Exercise goal = Give back, unchanged, the lines from the one containing "Query: green flower bud" to the end of the listing, inclusive of both.

Supplied records =
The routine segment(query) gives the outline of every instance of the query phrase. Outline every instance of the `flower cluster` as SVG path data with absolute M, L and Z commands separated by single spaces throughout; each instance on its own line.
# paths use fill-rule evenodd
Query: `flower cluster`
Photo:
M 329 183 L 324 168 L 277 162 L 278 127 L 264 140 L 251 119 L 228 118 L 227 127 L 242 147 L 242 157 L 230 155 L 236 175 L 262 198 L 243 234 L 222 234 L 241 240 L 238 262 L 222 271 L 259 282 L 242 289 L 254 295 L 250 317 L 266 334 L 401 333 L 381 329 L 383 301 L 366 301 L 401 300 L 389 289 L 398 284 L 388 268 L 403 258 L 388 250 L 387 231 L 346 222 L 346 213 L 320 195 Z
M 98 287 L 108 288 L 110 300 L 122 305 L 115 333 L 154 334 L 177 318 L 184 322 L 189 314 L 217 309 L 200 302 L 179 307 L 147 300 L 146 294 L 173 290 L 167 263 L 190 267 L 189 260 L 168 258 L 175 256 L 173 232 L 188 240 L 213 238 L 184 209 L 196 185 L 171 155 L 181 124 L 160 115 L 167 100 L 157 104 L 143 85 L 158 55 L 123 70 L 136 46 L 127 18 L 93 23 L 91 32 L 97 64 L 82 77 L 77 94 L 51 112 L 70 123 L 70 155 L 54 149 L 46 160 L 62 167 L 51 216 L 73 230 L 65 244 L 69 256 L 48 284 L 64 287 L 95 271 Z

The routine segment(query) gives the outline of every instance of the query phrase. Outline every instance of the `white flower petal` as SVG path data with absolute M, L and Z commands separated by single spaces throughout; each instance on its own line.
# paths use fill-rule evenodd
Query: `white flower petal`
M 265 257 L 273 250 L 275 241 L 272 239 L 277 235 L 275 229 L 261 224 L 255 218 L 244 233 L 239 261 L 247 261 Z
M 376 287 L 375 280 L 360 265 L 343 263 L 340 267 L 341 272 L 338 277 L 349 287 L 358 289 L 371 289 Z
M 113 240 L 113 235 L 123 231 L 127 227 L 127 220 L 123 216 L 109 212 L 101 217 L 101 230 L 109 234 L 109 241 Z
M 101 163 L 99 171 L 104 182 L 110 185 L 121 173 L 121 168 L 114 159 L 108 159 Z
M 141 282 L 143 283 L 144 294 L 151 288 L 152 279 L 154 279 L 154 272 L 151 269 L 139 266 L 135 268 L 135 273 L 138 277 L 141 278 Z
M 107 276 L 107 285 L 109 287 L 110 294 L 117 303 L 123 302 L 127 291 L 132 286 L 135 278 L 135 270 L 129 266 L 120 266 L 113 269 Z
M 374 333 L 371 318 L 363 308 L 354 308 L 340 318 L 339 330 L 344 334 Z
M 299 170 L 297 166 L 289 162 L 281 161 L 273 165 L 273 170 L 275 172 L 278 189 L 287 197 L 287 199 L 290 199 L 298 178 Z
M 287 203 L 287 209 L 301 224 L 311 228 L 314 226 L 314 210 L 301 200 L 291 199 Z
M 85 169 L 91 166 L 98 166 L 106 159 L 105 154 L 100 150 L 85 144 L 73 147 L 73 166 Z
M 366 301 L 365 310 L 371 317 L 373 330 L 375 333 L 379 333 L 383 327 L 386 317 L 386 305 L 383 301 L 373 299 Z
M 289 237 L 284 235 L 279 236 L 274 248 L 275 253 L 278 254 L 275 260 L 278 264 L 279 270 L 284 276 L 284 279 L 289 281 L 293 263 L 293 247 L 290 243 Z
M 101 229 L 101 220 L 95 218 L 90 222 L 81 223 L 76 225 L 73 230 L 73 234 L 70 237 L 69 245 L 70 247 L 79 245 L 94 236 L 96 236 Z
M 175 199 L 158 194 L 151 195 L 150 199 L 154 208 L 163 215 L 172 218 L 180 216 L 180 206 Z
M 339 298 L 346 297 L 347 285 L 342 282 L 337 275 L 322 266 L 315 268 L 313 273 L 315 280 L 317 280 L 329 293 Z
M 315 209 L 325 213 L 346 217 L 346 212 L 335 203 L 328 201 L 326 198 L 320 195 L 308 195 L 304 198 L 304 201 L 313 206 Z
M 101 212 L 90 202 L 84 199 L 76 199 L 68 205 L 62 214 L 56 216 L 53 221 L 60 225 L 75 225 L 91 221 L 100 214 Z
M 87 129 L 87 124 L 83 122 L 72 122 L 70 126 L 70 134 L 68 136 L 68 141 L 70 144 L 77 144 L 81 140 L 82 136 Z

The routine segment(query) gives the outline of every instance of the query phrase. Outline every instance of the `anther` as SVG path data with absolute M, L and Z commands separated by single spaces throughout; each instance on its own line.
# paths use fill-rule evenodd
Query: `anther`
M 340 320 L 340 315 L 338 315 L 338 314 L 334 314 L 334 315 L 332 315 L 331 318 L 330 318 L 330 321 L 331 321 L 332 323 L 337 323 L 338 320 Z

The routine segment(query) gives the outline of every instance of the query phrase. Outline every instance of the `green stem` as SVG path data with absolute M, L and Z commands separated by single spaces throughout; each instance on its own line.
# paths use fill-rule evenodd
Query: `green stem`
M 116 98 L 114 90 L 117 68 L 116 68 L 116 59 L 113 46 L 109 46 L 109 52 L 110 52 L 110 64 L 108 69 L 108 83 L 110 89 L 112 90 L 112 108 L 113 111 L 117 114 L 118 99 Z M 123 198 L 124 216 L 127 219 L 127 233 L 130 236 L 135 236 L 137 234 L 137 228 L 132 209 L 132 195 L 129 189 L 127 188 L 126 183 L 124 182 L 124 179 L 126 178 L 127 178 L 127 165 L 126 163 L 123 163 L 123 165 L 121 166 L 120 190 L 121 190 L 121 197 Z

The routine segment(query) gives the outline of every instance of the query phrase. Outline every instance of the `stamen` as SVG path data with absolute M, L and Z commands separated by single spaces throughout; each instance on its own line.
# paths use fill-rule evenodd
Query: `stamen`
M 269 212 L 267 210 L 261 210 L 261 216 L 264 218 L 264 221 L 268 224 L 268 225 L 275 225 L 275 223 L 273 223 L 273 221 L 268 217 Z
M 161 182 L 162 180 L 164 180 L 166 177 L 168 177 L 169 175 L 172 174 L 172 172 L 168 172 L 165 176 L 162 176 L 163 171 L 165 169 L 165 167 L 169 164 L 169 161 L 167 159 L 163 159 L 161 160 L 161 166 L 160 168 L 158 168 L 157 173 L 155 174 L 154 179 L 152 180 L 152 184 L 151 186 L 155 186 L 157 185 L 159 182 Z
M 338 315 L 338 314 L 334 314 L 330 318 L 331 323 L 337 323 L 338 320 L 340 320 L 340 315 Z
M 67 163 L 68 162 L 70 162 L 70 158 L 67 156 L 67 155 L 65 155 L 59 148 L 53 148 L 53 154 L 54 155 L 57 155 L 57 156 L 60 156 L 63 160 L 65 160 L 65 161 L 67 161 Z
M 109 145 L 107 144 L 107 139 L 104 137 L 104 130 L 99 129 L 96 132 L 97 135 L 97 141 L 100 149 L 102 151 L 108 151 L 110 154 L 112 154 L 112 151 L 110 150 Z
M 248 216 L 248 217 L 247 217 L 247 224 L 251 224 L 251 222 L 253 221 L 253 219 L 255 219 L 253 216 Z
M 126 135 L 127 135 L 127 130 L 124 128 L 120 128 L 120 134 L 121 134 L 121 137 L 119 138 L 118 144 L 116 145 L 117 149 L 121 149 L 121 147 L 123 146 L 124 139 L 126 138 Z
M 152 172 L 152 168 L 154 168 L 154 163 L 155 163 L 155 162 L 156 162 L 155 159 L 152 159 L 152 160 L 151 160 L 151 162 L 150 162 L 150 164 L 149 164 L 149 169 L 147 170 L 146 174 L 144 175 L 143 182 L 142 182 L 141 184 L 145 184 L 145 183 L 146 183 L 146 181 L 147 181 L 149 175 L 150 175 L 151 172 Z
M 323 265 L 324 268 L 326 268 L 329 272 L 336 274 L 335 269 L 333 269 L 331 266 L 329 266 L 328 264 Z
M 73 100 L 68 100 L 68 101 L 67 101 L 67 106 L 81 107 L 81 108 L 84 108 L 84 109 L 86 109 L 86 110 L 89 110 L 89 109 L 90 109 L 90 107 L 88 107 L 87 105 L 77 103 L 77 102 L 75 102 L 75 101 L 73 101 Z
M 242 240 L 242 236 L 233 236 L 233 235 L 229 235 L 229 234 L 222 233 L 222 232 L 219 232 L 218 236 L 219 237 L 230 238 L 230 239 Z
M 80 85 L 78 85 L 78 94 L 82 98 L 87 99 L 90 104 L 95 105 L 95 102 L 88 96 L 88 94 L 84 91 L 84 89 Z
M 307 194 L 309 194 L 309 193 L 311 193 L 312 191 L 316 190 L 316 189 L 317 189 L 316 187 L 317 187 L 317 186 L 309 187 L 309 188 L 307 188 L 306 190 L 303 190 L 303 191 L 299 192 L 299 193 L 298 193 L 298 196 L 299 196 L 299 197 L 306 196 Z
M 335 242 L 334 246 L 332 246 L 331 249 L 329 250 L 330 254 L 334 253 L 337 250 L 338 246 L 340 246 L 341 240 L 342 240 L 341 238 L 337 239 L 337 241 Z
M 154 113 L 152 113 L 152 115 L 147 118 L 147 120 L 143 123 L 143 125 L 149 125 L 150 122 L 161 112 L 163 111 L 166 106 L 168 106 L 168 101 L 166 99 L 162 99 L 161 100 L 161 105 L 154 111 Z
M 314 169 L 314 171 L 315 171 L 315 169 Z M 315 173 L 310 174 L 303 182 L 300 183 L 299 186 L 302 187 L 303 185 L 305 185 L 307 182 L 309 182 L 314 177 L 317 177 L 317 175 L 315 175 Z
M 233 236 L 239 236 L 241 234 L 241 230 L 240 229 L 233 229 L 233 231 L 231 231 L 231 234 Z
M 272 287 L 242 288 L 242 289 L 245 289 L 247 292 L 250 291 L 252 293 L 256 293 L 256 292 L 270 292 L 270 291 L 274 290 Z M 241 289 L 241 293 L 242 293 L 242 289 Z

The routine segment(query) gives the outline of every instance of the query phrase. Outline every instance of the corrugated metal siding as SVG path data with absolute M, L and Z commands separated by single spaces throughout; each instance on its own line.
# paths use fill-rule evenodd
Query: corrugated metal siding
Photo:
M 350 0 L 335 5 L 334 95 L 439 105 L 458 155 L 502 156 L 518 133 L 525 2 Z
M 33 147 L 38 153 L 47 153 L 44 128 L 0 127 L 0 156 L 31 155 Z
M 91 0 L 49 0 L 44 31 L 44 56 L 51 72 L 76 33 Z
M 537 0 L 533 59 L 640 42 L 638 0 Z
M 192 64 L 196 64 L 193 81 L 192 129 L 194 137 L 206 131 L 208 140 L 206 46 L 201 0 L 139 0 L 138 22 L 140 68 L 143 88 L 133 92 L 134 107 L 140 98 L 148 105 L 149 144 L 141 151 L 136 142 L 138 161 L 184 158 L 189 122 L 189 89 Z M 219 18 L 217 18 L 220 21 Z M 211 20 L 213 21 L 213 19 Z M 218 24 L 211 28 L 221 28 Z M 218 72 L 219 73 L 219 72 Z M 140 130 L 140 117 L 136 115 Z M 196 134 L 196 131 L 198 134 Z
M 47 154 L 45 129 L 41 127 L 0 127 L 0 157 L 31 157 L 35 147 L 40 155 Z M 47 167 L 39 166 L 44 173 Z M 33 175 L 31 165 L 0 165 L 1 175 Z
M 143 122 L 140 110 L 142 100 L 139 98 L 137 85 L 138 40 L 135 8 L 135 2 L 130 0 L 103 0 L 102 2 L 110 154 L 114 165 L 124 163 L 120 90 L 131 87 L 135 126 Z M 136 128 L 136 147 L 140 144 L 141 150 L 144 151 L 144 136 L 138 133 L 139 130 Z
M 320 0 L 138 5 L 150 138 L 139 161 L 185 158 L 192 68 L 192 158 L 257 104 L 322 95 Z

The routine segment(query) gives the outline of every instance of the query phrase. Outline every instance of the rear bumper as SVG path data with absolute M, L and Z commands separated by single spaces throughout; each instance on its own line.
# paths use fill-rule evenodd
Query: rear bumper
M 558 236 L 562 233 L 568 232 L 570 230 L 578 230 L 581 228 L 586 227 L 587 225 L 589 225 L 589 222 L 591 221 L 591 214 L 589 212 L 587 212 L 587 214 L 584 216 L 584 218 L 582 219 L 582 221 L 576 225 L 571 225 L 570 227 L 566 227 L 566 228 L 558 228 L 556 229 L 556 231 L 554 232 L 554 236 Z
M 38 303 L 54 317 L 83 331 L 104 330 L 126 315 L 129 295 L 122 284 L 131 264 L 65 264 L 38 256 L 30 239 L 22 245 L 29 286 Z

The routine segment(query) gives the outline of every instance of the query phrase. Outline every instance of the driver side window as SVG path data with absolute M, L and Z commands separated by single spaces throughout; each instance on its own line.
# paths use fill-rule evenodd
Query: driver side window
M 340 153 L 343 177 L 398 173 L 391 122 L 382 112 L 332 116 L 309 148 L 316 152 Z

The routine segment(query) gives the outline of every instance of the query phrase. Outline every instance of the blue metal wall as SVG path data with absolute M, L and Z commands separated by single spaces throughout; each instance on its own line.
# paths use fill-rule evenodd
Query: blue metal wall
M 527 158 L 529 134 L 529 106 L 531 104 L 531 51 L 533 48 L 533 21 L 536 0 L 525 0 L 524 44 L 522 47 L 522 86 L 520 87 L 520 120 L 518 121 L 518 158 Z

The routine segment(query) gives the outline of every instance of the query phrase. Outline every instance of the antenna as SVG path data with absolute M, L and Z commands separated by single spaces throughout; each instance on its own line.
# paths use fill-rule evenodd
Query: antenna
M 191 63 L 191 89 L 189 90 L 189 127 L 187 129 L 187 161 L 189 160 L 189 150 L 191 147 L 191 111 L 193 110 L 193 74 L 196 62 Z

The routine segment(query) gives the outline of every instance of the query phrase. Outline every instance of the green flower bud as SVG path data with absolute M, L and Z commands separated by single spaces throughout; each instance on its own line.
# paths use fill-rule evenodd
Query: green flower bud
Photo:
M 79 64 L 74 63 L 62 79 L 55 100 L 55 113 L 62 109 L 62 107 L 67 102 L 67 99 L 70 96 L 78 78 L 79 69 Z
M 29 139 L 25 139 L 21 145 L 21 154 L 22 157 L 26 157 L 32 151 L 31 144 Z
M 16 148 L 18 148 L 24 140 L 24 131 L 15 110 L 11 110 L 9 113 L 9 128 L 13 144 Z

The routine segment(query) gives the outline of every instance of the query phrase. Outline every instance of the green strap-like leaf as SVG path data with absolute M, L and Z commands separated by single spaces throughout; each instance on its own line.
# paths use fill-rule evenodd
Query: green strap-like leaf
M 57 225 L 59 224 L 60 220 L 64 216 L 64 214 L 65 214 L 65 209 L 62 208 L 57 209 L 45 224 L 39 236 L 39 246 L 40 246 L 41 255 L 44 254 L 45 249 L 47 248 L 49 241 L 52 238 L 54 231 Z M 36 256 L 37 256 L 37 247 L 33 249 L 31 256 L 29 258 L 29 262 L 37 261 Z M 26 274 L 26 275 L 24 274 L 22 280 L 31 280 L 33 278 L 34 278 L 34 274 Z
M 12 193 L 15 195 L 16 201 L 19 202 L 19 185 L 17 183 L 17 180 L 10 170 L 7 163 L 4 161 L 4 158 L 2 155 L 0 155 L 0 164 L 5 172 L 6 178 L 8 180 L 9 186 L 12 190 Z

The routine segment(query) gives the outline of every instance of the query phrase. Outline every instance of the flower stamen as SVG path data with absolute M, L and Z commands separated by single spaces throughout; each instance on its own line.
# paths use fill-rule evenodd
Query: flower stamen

Answer below =
Query: green flower bud
Photo:
M 79 64 L 74 63 L 62 79 L 55 100 L 55 113 L 62 109 L 62 107 L 67 102 L 67 99 L 70 96 L 78 78 L 79 69 Z
M 29 139 L 25 139 L 21 145 L 21 154 L 22 157 L 26 157 L 32 151 L 31 144 Z
M 16 148 L 18 148 L 24 140 L 24 131 L 15 110 L 11 110 L 9 113 L 9 128 L 13 144 Z

The routine segment(query) gives the outline of every instance of the query phrase. Outline every instance of the green strap-like leaf as SVG path data with absolute M, L and Z commands separated by single spaces throughout; each instance on its own line.
# paths use fill-rule evenodd
Query: green strap-like leaf
M 57 225 L 59 224 L 60 220 L 64 216 L 64 214 L 65 214 L 65 209 L 62 208 L 57 209 L 45 224 L 39 236 L 39 246 L 40 246 L 41 255 L 44 254 L 45 249 L 47 248 L 49 241 L 52 238 L 54 231 Z M 36 256 L 37 256 L 37 247 L 33 249 L 31 256 L 29 258 L 29 262 L 37 261 Z M 26 274 L 26 275 L 24 274 L 22 280 L 31 280 L 33 278 L 34 278 L 34 274 Z
M 12 193 L 15 195 L 16 201 L 19 202 L 19 185 L 17 183 L 17 180 L 10 170 L 7 163 L 4 161 L 4 158 L 2 155 L 0 155 L 0 164 L 5 172 L 6 178 L 8 180 L 9 186 L 12 190 Z

The routine segment(query) gives the outline of every instance of the query phrase. Outline every instance of the flower stamen as SVG path data with absolute M, L and Z commands separated by single spaces throughout; each instance on its own line.
# paths use fill-rule evenodd
Query: flower stamen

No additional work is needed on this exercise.